What is needed |
Look through the entries below and report every line that has "grass".

[Point localization data]
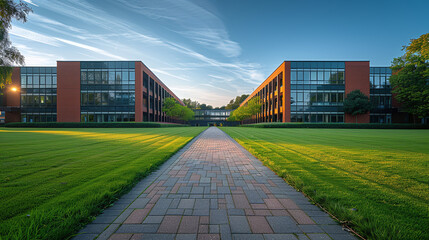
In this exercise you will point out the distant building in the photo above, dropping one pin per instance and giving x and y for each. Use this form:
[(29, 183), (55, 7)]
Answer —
[(314, 91), (212, 117), (86, 91)]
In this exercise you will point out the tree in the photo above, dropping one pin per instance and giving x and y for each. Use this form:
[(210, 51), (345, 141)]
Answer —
[(356, 103), (174, 109), (410, 79), (251, 108), (9, 54), (235, 103)]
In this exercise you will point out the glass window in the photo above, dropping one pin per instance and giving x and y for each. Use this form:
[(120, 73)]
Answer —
[(300, 75), (293, 75), (320, 76), (105, 77), (125, 76), (300, 96), (36, 79), (84, 99), (97, 99), (42, 79), (97, 77), (83, 77), (90, 98), (313, 76), (306, 76)]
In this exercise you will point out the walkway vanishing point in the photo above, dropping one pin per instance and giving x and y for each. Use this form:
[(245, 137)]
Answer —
[(213, 189)]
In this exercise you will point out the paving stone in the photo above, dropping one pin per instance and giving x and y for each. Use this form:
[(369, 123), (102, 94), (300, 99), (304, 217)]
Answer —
[(186, 236), (214, 229), (137, 216), (239, 224), (189, 224), (235, 212), (247, 237), (218, 216), (342, 236), (94, 228), (202, 204), (283, 224), (208, 237), (85, 236), (120, 236), (280, 237), (138, 228), (311, 228), (316, 236), (186, 203), (169, 224), (301, 217), (153, 219), (154, 237), (259, 224), (323, 220)]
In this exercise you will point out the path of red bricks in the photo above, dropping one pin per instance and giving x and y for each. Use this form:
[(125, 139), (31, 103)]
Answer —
[(213, 189)]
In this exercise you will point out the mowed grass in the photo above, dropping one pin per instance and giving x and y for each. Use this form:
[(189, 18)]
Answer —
[(376, 180), (61, 178)]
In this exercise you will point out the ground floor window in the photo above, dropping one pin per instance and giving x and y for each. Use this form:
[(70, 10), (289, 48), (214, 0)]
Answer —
[(34, 117), (2, 116), (321, 118), (107, 117), (381, 118)]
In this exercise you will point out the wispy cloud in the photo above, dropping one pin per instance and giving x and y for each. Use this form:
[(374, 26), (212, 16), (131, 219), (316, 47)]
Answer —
[(31, 2), (34, 36), (90, 48), (190, 20), (47, 21)]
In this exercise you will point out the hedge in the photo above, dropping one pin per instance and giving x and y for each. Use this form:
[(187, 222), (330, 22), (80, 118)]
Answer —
[(93, 125), (338, 125)]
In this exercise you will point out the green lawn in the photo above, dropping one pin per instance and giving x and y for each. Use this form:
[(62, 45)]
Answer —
[(382, 174), (61, 178)]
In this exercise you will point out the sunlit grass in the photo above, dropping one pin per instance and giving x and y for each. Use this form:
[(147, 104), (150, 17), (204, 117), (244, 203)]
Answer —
[(382, 174), (62, 177)]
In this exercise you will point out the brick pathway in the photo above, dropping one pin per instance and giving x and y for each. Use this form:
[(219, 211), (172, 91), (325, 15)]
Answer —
[(213, 189)]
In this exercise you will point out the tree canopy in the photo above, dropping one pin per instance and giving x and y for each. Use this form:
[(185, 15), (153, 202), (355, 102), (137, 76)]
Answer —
[(356, 103), (410, 79), (175, 110), (9, 54), (251, 108)]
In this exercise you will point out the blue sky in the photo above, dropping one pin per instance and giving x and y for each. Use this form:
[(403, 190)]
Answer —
[(214, 50)]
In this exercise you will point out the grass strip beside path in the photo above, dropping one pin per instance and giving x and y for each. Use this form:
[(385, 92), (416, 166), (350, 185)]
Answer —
[(61, 178), (376, 180)]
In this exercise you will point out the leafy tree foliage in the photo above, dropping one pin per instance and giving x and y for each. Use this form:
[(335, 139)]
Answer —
[(410, 79), (175, 110), (235, 103), (356, 103), (9, 54), (251, 108)]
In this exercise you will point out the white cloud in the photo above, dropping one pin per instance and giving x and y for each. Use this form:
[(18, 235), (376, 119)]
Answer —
[(30, 2), (90, 48), (33, 36), (190, 20), (41, 19)]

Written response |
In this exercise you will point out the mowed grass in the photo above, dropping one pin per instance and giving x and y for each. Use this form:
In this exercise you will point out the sunlit grass in the photo above, dropping one pin per instance and giving x and y for each. Use this form:
In this exercise you will point out the grass strip beside path in the photo above, dropping one pin per instance and giving x and y for each. Use this form:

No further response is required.